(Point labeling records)
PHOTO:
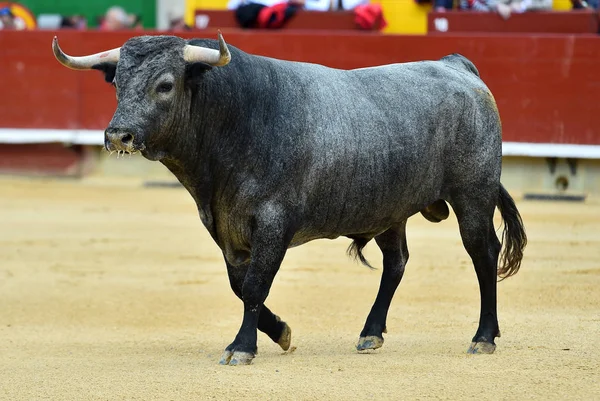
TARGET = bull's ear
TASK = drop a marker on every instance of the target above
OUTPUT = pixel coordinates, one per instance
(109, 70)
(195, 71)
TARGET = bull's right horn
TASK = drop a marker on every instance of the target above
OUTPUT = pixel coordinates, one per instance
(217, 58)
(84, 62)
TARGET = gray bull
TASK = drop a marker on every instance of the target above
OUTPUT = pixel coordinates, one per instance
(278, 153)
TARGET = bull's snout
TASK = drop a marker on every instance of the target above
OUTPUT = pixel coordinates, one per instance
(119, 139)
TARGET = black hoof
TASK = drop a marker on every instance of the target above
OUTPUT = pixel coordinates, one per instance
(369, 342)
(234, 358)
(481, 348)
(285, 339)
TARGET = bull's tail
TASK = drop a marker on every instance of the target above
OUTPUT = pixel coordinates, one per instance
(514, 238)
(355, 250)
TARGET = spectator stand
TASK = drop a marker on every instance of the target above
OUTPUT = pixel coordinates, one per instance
(556, 22)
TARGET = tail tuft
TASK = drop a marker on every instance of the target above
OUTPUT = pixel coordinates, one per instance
(514, 237)
(355, 250)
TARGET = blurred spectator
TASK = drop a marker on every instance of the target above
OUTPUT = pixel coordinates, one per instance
(74, 21)
(116, 18)
(579, 4)
(441, 6)
(506, 7)
(332, 5)
(178, 24)
(264, 13)
(7, 19)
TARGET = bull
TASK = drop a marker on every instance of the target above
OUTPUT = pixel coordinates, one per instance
(278, 153)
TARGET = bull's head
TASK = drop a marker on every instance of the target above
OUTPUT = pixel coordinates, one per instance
(153, 77)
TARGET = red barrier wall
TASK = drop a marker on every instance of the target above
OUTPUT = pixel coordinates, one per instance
(547, 86)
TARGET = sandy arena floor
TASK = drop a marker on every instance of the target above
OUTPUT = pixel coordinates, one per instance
(111, 291)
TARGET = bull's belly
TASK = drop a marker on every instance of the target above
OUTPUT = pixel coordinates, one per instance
(367, 223)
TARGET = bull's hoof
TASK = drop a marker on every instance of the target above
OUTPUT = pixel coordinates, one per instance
(285, 339)
(481, 348)
(234, 358)
(369, 342)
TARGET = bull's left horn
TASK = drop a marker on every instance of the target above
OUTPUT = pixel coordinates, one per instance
(217, 58)
(84, 62)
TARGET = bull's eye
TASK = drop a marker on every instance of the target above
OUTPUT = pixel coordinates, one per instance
(164, 87)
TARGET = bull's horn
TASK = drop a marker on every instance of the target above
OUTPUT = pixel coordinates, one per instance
(217, 58)
(84, 62)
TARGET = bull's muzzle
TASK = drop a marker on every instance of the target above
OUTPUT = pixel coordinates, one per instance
(119, 139)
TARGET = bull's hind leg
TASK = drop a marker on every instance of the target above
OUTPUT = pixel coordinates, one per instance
(395, 255)
(268, 322)
(475, 220)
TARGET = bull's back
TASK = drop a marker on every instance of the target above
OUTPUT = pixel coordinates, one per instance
(379, 140)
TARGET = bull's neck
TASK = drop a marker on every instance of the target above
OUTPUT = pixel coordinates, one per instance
(223, 117)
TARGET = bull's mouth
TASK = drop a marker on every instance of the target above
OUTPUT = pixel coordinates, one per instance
(123, 148)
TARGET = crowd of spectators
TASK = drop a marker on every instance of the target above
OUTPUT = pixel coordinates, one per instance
(273, 13)
(506, 7)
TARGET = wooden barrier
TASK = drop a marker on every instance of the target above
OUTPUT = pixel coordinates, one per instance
(546, 86)
(302, 20)
(569, 22)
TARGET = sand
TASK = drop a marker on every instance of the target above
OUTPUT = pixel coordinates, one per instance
(112, 291)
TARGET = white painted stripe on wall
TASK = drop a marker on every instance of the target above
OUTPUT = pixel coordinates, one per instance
(96, 137)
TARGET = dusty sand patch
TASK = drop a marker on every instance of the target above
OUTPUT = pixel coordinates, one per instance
(118, 292)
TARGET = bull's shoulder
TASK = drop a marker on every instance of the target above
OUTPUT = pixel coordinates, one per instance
(460, 61)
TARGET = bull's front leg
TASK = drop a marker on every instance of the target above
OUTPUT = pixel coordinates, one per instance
(268, 322)
(269, 244)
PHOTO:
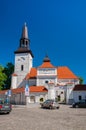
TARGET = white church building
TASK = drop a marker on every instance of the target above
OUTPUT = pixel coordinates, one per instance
(45, 81)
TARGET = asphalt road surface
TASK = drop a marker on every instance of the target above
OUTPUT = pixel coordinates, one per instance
(35, 118)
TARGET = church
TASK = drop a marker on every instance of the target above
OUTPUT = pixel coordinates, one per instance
(45, 81)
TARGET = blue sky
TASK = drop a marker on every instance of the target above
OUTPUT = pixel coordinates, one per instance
(56, 27)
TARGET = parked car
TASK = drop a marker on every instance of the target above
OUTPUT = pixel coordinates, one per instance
(51, 104)
(81, 104)
(5, 107)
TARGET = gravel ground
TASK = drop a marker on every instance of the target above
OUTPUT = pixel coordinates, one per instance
(35, 118)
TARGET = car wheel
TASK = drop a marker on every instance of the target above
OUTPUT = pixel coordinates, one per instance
(50, 107)
(77, 106)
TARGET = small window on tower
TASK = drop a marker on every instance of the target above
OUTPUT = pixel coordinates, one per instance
(22, 67)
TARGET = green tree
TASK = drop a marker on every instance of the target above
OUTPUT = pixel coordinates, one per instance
(3, 77)
(8, 70)
(81, 81)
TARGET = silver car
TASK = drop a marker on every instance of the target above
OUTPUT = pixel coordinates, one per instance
(50, 103)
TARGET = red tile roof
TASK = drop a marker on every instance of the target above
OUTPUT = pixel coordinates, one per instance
(46, 65)
(65, 73)
(32, 74)
(22, 89)
(80, 87)
(62, 72)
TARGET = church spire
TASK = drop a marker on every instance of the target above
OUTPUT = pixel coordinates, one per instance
(24, 46)
(25, 31)
(24, 41)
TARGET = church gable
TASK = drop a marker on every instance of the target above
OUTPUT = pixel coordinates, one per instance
(65, 73)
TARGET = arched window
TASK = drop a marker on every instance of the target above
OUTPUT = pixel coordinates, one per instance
(22, 67)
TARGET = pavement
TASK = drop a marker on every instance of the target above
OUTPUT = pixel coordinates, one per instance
(30, 105)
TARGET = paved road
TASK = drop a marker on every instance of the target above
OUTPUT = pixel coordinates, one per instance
(35, 118)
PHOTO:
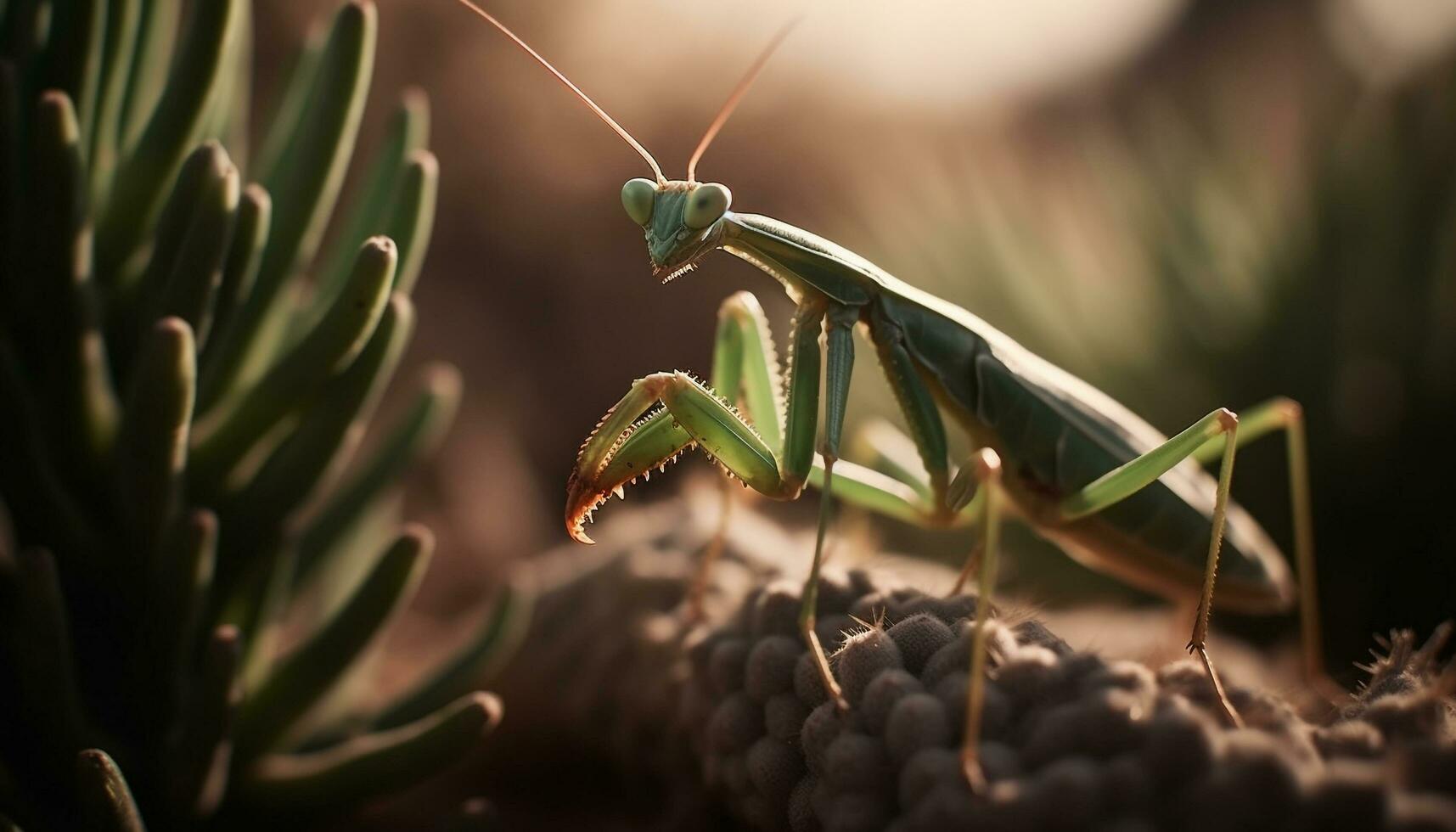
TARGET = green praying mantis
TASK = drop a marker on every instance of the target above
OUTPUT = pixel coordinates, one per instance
(1060, 455)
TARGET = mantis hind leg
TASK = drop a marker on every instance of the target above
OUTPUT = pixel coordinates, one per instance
(986, 468)
(1283, 414)
(1222, 427)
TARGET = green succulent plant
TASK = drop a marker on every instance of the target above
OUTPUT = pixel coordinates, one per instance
(185, 374)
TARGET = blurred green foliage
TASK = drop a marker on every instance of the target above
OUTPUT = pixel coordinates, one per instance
(185, 374)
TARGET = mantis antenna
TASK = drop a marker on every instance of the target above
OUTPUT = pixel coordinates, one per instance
(572, 87)
(737, 95)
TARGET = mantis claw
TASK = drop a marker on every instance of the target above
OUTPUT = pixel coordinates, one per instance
(621, 449)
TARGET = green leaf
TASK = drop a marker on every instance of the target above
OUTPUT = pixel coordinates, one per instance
(148, 73)
(328, 430)
(495, 640)
(183, 272)
(61, 340)
(413, 216)
(405, 443)
(178, 595)
(305, 181)
(173, 128)
(104, 795)
(285, 123)
(197, 274)
(203, 752)
(306, 673)
(239, 273)
(118, 51)
(152, 447)
(408, 132)
(374, 764)
(73, 54)
(325, 351)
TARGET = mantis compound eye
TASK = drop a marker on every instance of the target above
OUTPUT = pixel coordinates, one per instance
(637, 199)
(705, 205)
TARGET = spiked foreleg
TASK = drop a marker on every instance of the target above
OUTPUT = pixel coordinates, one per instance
(633, 437)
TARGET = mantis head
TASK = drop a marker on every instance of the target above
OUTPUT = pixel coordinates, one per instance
(683, 221)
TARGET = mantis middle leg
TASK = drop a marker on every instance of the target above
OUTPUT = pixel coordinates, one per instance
(1134, 475)
(1283, 414)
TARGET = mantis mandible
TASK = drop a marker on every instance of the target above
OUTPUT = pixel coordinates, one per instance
(1065, 458)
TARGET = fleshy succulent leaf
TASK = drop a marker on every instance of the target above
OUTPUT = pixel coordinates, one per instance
(197, 273)
(37, 638)
(118, 51)
(372, 764)
(306, 673)
(73, 56)
(105, 799)
(413, 437)
(468, 666)
(331, 427)
(408, 132)
(183, 579)
(152, 447)
(413, 216)
(306, 178)
(148, 73)
(204, 748)
(66, 346)
(323, 353)
(172, 128)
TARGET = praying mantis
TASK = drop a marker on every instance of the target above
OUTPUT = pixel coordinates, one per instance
(1052, 451)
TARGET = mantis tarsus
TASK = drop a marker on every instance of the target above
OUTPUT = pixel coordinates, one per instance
(1069, 461)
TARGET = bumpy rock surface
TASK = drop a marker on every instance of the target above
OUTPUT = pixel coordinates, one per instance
(1072, 740)
(612, 685)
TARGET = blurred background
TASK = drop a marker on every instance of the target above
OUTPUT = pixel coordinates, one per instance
(1189, 205)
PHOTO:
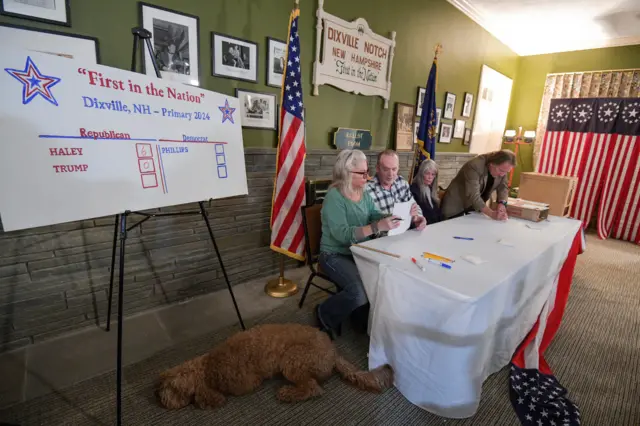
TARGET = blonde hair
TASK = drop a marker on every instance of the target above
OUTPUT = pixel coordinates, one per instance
(345, 164)
(426, 190)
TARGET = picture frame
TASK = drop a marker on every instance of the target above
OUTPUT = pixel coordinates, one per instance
(175, 38)
(467, 137)
(449, 105)
(420, 100)
(234, 58)
(46, 11)
(405, 133)
(68, 45)
(445, 133)
(467, 105)
(276, 54)
(258, 110)
(458, 129)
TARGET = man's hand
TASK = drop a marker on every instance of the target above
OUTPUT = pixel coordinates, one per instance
(419, 222)
(501, 213)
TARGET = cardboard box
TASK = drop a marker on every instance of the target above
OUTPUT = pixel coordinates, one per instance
(523, 209)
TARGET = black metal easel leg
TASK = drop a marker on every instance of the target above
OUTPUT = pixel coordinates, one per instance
(224, 272)
(113, 264)
(123, 237)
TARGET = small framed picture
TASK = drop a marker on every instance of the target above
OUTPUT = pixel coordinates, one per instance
(467, 137)
(449, 105)
(50, 11)
(458, 130)
(276, 55)
(445, 133)
(174, 36)
(234, 58)
(420, 100)
(67, 45)
(468, 104)
(257, 109)
(405, 132)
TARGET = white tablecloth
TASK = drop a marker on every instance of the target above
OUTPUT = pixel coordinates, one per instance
(445, 331)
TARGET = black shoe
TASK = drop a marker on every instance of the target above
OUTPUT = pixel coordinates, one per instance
(322, 325)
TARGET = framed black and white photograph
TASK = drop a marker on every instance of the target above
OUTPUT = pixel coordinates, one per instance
(258, 110)
(50, 11)
(445, 133)
(276, 54)
(174, 36)
(468, 104)
(458, 130)
(420, 100)
(405, 128)
(234, 58)
(467, 137)
(449, 105)
(67, 45)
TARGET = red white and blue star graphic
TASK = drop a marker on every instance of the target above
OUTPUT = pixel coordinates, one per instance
(227, 112)
(34, 82)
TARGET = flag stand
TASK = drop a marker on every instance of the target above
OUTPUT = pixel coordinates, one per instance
(281, 286)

WORK REQUIRED
Pull out the lines running from the one containing "TARGET = cardboard box" through the end of the records, inclusive, and reproduce them without any change.

SOLVED PROBLEM
TARGET = cardboard box
TASK = drop a marker on every instance of the target above
OUTPUT = pixel coordinates, one per instance
(523, 209)
TARGET = black metal easel leg
TASK = drop a marker on every instance of the target above
OUTPUT = pixel coordinates, one per instance
(224, 272)
(113, 264)
(123, 237)
TARGET = small framed picture
TASK = drop a marker on every instance of the target above
OUTPUT = pixel coordinates, one per instance
(467, 137)
(449, 105)
(50, 11)
(458, 130)
(276, 55)
(445, 133)
(174, 36)
(234, 58)
(420, 100)
(67, 45)
(468, 104)
(257, 109)
(405, 132)
TARGET = white tablecloth
TASK = drop a marker on every instance of the target above
OUTPUT = pixel coordinates, one per instance
(445, 331)
TARGET = black shoe
TASK = drop a marker on every instance of the target above
OUTPUT = pixel coordinates, one per instance
(322, 325)
TARGET = framed black and white photograph
TASK = drop a marker on every instance of the target above
OUTPUT = pixel coordinates, one per instance
(258, 110)
(50, 11)
(445, 133)
(276, 54)
(174, 36)
(468, 104)
(458, 130)
(420, 100)
(405, 128)
(234, 58)
(467, 137)
(449, 105)
(67, 45)
TARGET = red white and blue star graphic
TASK = drop a marker on every instance of the target above
OUTPUT = pixel coordinates, one per instance
(227, 112)
(34, 82)
TARGET = flag stand
TASK = drop a marker on every instance of the target above
OUTPUT = pixel coordinates, one per instance
(281, 286)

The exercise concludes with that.